Por Amir Labaki, em Cannes
O conjunto da premiação do Festival de Cannes 2016, encerrado no último domingo, celebra a agudeza, o engajamento e o inconformismo dos chamados “novos cinemas” dos anos 60. É o traço comum entre o vencedor da Palma de Ouro, o britânico “Eu, Daniel Blake” de Ken Loach, entre o vitorioso do Olho de Ouro (o prêmio de documentário), o brasileiro “Cinema Novo” de Eryk Rocha, e a Palma de Ouro honorária, atribuída pela direção do festival, ao ator-símbolo da “nouvelle vague” francesa, Jean-Pierre Léaud, 71, o eterno Antoine Doinel do ciclo clássico de François Truffaut (1932-1984).

DADOS FORNECIDOS =
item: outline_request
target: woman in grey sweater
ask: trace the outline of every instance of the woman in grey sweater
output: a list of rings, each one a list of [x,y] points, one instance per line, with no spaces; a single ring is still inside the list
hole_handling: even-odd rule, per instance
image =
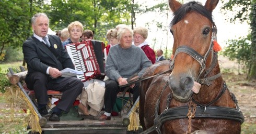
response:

EXERCÍCIO =
Retome o texto sobre a premiação do Festival de Cannes 2016 e escreva sua continuação a partir da última frase apresentada. Os registros vêm de uma fonte diferente da do texto.

RESPOSTA DO EXERCÍCIO =
Prestes a completar 80 anos de idade e 50 anos de cinema, Loach é uma espécie de caçula do “Free Cinema” que deu um choque de frescor e realismo ao cinema britânico a partir de filmes como “Tudo Começou Num Sábado” (1960), de Karel Reisz, e “O Pranto de um Ídolo” (1963), de Lindsay Anderson. Seu triunfo neste ano o posiciona merecidamente, pelos fiéis laços entre sua impressionante filmografia e a história recente do festival, no restrito grupo dos detentores de duas Palmas de Ouro: Francis Ford Coppola, Bille August, Shohei Imamura, Emir Kusturica, os irmãos Jean-Pierre e Luc Dardenne e Michael Haneke.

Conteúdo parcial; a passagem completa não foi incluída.